> **TASK REQUIREMENTS**
1. For the article on the No Text on Board event, say whether each statement agrees with it, answering yes or no and quoting the deciding words exactly: (a) The event was held on Oct. 11. (b) Leslie Combs says a driver's crash risk triples when attention leaves the road for two or more seconds. (c) Ray Jones refers to the safety of Kentucky motorists.
2. Summarize the article on the No Text on Board event in two sentences.

> **TEXT SECTION**
==========

In recognition of the national “No Text on Board” effort, the University of Pikeville hosted an event with wireless provider AT&T* Oct. 11 to tackle a dangerous practice that puts millions of Americans at risk: texting while driving.
At the event commemorating No Text on Board Pledge Day, professors joined with students in urging them to make a lifelong commitment to never text and drive again.
“A driver’s crash risk doubles when attention is taken off the road for two or more seconds, ”said State Representative Leslie Combs. “Our goal is to save lives so it is critical that we educate young drivers to practice safe driving habits from the time they first get behind the wheel so that they can avoid putting themselves and others at risk.”
“It is especially important that we share this message with young people who are about to get behind the wheel,” said Senator Ray Jones. “This law has already saved lives and is an important step in our efforts to ensure the safety of all Kentucky motorists.”

==========

> **DATA SHOWN**
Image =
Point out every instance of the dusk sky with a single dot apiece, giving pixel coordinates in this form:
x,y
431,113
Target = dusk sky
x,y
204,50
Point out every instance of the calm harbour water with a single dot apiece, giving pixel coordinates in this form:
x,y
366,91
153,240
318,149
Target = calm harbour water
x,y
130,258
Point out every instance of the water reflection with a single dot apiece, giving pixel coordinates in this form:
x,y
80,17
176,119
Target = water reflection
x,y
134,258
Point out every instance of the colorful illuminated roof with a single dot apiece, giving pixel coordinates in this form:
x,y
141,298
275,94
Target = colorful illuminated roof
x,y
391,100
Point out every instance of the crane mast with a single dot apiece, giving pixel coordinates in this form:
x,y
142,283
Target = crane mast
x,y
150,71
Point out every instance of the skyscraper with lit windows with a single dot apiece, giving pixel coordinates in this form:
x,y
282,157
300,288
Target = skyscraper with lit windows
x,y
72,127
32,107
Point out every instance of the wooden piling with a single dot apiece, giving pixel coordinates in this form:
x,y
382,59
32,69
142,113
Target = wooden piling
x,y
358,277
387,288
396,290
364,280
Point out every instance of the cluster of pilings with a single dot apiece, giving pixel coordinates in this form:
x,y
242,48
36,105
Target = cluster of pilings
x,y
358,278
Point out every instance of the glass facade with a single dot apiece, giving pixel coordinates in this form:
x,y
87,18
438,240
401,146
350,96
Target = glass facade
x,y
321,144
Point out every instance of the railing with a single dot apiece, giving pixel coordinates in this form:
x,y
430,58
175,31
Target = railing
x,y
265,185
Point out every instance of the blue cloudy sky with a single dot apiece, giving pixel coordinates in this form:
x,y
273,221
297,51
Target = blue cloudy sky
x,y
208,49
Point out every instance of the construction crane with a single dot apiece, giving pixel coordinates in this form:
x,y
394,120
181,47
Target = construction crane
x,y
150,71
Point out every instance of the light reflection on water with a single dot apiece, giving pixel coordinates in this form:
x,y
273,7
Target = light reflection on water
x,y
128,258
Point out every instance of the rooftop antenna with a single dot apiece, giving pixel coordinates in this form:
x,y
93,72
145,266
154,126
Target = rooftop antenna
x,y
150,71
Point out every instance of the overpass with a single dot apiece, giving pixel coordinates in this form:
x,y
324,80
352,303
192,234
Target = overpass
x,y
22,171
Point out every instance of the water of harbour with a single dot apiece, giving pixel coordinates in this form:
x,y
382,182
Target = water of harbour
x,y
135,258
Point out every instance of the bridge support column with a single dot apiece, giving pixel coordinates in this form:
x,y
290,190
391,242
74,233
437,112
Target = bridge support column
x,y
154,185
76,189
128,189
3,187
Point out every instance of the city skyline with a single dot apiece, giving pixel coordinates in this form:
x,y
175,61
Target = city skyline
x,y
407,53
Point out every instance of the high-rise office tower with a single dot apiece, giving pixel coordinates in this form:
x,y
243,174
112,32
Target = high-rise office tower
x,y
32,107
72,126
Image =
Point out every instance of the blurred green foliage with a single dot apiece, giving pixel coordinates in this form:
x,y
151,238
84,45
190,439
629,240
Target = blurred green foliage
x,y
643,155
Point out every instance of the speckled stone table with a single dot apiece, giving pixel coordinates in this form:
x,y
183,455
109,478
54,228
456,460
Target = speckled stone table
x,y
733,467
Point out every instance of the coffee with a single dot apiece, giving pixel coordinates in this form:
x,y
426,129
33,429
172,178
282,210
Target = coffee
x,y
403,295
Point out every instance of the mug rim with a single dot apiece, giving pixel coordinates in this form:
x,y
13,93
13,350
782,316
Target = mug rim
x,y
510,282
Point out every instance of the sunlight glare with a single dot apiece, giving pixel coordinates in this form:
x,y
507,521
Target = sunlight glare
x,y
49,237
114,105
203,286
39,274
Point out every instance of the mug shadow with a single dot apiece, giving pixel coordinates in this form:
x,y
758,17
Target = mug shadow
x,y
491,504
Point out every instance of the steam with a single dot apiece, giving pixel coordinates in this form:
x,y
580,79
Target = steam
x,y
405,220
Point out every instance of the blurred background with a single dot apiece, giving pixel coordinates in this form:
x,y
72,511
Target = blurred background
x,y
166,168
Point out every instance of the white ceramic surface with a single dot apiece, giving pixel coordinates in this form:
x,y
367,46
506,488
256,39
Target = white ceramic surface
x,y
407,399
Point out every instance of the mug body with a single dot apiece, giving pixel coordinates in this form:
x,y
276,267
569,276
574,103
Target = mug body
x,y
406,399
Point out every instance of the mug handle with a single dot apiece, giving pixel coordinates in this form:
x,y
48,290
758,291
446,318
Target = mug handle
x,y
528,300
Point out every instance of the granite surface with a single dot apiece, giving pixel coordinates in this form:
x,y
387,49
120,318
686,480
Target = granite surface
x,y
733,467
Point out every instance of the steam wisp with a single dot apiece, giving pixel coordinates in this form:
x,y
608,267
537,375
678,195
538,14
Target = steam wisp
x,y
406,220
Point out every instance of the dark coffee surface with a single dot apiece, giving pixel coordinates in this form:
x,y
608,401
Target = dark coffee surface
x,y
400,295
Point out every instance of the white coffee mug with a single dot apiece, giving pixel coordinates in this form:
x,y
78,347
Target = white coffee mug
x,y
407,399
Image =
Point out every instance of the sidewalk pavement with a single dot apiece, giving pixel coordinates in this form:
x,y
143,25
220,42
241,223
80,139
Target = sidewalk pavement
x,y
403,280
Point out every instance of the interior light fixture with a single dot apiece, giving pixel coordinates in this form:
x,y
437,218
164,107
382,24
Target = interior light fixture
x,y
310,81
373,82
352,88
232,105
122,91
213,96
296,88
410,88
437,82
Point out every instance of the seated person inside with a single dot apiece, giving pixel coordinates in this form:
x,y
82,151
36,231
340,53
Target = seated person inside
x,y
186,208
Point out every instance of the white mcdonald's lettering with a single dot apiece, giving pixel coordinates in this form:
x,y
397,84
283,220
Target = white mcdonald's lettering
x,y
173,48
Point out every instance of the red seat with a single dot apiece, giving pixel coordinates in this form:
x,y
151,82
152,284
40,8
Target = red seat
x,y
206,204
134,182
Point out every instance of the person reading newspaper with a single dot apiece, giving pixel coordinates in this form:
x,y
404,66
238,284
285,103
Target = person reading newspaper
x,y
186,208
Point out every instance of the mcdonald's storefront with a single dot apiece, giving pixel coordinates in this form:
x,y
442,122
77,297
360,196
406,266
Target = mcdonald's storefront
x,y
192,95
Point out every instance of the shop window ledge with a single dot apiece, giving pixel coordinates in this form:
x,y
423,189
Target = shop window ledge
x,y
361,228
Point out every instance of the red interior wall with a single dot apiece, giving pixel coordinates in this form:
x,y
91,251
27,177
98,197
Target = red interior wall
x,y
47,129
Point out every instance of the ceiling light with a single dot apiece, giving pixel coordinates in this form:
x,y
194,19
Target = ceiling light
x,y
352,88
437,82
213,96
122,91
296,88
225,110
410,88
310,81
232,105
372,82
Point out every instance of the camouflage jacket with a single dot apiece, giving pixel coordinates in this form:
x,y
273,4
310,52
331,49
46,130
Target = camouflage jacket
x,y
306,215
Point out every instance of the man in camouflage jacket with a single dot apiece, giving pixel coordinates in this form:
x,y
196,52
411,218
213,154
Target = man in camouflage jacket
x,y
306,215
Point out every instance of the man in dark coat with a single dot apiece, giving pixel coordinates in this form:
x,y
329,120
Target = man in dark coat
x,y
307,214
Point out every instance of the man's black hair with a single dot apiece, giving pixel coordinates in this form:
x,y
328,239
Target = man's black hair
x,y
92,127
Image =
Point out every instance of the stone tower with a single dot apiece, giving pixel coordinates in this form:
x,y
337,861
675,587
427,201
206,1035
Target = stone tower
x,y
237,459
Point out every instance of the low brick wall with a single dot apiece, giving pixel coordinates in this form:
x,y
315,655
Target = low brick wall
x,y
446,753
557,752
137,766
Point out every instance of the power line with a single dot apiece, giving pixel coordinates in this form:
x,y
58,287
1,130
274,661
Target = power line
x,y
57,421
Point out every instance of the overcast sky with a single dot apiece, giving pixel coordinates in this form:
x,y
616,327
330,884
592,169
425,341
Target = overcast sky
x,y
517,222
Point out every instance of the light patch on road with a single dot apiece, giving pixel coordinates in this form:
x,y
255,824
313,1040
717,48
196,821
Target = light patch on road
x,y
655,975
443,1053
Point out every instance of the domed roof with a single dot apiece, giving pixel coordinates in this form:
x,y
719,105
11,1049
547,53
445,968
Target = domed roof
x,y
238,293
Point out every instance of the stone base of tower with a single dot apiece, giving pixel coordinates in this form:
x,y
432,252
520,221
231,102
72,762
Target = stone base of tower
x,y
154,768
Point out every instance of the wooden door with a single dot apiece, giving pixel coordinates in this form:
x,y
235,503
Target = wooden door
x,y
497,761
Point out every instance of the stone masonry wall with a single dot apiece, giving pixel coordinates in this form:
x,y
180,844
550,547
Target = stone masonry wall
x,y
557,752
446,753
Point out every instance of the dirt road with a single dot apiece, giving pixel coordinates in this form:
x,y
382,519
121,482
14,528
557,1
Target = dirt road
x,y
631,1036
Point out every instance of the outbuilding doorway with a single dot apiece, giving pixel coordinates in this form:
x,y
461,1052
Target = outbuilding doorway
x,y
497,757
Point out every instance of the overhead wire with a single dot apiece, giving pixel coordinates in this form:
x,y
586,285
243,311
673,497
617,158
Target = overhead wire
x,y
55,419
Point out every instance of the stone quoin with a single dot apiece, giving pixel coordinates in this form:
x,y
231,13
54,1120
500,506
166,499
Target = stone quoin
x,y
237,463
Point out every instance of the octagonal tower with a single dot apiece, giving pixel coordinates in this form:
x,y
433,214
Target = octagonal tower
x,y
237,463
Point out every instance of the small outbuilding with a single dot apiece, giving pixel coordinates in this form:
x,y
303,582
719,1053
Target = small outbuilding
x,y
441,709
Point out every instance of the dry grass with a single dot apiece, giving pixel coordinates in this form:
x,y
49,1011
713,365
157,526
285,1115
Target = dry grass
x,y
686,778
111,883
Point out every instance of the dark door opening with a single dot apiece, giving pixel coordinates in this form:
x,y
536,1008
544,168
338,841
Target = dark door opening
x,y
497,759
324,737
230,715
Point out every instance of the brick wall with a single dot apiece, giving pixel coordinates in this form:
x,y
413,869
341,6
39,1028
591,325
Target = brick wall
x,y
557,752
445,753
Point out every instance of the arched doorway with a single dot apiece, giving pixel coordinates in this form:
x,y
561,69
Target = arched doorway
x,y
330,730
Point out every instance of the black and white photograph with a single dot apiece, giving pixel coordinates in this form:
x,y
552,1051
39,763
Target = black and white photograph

==========

> **YOUR WRITTEN ANSWERS**
1.
(a) Yes: "hosted an event with wireless provider AT&T* Oct. 11"
(b) No: "A driver’s crash risk doubles when attention is taken off the road for two or more seconds"
(c) Yes: "to ensure the safety of all Kentucky motorists"

2. On Oct. 11 the University of Pikeville hosted an event with AT&T for No Text on Board Pledge Day, where professors joined students in urging a lifelong commitment never to text and drive. State Representative Leslie Combs and Senator Ray Jones stressed the importance of reaching young drivers with the safe-driving message.